### Problem requirements
Check every line of the entries for the string "Target" and return the ones that contain it.

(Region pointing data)
☆ ☆ ☆ ☆
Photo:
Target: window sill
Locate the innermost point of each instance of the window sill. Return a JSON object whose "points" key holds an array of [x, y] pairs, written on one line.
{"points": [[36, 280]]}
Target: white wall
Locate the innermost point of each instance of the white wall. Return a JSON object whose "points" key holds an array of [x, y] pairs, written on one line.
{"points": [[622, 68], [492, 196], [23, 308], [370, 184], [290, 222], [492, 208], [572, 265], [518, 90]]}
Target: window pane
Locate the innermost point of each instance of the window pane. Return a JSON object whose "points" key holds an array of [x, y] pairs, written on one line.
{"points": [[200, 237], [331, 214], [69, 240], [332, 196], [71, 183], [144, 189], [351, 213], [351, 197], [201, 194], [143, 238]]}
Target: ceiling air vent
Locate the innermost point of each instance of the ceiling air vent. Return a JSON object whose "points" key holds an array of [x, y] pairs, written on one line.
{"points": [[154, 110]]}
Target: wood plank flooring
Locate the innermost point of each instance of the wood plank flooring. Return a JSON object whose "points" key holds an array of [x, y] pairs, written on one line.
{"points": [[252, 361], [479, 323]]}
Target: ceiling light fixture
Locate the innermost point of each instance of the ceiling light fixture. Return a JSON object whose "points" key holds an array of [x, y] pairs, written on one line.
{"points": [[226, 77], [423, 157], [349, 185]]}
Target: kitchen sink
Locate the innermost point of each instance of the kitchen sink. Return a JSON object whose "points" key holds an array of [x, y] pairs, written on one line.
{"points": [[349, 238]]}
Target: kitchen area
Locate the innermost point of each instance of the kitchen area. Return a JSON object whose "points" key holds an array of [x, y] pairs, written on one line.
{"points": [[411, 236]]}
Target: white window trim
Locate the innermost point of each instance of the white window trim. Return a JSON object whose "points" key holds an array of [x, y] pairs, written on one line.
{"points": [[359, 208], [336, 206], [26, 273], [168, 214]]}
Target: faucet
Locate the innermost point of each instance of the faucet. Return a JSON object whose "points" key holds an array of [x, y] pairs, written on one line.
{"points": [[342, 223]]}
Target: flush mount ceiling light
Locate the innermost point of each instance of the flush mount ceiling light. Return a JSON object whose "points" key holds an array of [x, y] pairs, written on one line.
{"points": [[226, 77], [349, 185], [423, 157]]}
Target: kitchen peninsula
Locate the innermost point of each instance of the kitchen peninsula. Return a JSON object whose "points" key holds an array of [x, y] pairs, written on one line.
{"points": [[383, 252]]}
☆ ☆ ☆ ☆
### Exercise answer
Target: window sill
Target: white wall
Target: window pane
Target: ceiling air vent
Target: wood plank flooring
Target: ceiling light fixture
Target: kitchen sink
Target: kitchen area
Target: white window trim
Target: faucet
Target: flush mount ceiling light
Target: kitchen peninsula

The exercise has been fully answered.